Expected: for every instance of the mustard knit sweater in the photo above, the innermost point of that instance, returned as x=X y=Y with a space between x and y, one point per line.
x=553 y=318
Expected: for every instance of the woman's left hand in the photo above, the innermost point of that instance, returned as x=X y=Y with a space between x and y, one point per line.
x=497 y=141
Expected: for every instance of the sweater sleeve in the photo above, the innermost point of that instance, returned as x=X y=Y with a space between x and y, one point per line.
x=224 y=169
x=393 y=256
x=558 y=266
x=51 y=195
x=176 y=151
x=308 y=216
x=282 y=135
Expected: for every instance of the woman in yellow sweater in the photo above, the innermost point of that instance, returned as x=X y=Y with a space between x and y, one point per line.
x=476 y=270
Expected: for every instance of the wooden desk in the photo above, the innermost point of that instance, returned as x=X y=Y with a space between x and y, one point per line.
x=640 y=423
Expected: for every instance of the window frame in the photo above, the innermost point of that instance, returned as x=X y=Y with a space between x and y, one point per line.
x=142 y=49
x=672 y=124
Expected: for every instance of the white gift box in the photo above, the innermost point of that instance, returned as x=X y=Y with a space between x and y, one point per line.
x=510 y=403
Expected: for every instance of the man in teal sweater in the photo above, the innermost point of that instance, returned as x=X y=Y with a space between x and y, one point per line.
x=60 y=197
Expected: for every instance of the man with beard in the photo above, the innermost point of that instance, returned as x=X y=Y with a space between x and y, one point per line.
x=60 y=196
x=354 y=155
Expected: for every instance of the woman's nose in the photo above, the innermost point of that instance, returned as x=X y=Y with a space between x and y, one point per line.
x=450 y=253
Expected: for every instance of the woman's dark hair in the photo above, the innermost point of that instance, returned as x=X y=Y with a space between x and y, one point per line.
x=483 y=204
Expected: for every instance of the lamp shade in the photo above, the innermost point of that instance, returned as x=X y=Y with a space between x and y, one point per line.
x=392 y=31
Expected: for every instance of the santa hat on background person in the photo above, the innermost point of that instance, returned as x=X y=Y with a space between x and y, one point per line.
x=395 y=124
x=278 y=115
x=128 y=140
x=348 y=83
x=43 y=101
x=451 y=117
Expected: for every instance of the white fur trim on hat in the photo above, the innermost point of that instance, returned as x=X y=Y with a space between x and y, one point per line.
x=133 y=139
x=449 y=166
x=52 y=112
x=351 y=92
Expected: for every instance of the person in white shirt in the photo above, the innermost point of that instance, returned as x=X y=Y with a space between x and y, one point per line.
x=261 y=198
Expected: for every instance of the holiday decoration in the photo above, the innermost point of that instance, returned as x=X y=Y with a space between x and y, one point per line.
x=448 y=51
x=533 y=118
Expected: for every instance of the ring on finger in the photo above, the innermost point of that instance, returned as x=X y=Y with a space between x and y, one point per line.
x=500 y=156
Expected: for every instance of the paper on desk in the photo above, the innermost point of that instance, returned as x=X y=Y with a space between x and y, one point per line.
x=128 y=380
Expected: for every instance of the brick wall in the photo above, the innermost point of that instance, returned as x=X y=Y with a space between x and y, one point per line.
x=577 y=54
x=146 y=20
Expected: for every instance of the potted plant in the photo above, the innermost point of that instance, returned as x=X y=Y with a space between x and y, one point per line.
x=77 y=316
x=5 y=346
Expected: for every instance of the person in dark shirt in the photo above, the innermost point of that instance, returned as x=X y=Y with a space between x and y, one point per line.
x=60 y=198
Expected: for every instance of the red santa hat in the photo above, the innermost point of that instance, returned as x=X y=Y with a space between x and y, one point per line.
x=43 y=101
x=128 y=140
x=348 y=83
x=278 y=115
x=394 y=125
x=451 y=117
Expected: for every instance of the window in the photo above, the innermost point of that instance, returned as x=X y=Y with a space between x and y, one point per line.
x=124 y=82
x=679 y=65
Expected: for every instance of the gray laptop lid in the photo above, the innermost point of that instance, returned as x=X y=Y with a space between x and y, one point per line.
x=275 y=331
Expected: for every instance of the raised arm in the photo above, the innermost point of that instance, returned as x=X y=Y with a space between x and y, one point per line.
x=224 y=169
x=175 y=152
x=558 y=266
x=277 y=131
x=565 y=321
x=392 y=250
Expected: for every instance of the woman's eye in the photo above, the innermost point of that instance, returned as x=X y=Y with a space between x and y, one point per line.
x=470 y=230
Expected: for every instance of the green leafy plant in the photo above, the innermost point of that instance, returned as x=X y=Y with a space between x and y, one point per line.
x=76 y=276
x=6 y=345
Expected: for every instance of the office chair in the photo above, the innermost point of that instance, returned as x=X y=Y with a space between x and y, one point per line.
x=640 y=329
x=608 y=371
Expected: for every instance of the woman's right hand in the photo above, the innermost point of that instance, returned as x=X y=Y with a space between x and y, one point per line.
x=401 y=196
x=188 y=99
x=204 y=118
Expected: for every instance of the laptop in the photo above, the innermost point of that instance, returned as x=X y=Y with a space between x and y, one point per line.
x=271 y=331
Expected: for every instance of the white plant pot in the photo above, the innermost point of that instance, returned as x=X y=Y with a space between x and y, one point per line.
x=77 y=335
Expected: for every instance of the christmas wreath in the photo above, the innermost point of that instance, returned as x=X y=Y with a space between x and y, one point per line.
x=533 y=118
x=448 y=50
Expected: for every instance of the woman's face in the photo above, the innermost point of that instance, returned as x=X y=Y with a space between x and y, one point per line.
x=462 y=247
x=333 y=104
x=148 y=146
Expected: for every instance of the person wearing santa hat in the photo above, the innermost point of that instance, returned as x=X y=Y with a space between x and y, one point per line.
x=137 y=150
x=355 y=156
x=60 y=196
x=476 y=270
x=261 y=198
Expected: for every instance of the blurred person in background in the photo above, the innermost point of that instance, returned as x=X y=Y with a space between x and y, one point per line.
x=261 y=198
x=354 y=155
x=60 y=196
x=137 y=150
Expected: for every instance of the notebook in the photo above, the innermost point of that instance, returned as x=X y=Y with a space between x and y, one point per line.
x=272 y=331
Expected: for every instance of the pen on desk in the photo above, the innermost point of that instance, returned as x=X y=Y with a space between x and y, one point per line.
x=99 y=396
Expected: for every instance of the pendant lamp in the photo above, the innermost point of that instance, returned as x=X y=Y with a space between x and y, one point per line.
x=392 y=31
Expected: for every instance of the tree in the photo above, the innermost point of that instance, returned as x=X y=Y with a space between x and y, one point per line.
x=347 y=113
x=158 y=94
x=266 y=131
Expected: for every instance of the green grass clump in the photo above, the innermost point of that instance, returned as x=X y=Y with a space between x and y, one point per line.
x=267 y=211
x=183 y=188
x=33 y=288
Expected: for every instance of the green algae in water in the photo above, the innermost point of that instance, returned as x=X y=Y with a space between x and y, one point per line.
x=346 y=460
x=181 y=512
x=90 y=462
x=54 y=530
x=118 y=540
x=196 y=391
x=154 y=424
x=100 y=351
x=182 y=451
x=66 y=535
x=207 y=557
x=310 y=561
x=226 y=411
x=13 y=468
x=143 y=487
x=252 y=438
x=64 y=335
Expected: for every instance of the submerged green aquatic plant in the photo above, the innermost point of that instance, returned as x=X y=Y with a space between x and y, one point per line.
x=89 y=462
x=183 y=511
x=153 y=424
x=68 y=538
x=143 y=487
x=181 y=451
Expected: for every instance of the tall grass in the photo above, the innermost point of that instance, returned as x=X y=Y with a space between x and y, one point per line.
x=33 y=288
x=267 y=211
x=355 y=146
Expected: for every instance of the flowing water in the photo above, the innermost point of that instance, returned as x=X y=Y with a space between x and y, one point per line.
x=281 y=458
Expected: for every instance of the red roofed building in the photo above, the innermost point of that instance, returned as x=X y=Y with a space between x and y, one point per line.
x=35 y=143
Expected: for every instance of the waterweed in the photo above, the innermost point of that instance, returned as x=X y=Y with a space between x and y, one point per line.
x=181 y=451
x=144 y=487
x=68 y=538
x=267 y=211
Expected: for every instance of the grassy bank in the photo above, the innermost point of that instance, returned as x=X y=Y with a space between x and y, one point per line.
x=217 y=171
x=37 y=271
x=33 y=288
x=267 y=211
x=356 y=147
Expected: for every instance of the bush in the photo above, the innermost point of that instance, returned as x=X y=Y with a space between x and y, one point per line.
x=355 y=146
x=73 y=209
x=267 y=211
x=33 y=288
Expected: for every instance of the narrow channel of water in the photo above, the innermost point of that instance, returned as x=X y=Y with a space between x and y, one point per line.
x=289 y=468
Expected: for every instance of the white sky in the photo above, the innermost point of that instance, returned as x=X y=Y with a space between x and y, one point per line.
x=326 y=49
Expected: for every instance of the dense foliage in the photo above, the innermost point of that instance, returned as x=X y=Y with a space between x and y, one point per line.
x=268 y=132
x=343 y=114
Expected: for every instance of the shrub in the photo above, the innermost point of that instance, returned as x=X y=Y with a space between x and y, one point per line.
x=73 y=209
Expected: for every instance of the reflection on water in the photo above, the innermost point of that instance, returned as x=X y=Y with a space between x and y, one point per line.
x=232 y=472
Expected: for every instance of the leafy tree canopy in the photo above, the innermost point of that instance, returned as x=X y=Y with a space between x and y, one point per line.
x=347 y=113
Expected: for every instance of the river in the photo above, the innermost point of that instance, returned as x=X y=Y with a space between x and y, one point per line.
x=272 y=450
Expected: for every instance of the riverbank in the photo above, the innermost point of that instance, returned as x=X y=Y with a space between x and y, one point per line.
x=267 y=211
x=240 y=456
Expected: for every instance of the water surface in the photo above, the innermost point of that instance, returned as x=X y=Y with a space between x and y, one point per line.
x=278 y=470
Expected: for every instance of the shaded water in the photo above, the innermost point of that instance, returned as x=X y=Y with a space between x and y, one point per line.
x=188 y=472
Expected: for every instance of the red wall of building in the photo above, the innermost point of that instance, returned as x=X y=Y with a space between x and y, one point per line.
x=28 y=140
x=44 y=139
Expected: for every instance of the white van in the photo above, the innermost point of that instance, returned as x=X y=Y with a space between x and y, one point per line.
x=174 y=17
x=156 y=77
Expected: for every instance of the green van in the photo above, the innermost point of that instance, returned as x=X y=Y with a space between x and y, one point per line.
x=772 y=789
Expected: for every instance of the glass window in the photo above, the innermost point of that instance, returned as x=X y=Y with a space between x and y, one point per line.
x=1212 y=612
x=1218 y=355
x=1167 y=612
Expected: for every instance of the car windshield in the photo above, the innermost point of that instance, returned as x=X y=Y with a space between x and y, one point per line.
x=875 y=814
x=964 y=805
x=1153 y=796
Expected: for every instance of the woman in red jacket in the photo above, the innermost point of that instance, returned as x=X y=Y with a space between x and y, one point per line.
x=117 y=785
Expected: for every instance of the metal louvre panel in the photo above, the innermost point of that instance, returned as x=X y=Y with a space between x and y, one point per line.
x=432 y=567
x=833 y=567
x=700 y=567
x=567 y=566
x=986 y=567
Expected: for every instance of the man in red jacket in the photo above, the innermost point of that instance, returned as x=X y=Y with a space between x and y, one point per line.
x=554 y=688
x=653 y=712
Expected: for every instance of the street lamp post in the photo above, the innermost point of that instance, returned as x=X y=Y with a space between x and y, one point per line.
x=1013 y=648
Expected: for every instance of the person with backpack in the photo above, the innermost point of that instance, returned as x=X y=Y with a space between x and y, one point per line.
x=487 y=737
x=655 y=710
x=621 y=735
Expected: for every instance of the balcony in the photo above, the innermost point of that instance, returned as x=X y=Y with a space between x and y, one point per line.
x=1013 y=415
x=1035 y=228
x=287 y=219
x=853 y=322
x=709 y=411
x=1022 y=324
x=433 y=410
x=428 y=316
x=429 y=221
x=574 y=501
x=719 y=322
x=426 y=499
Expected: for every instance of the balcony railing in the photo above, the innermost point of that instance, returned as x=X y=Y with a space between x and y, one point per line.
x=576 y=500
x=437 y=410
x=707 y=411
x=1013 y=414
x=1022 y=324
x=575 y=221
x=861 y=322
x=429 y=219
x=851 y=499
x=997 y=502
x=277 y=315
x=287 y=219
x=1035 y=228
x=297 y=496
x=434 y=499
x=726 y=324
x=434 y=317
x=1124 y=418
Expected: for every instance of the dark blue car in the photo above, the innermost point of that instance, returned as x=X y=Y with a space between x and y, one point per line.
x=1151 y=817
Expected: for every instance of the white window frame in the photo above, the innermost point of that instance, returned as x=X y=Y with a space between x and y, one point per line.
▬▬▬
# Problem statement
Nothing but the lines from the one containing "Expected: for every instance of the dark" through the last line of the data above should be given again, each exactly as it stands.

# The answer
Expected: for every instance of the dark blue car in the photo above, the innermost point of that instance, returned as x=X y=Y with a space between x and y, one point per line.
x=1151 y=817
Expected: for every instance of the white window frame in the photo above, the innermost point of that instance, returned as x=X y=Y with a space between x and y, one point per line.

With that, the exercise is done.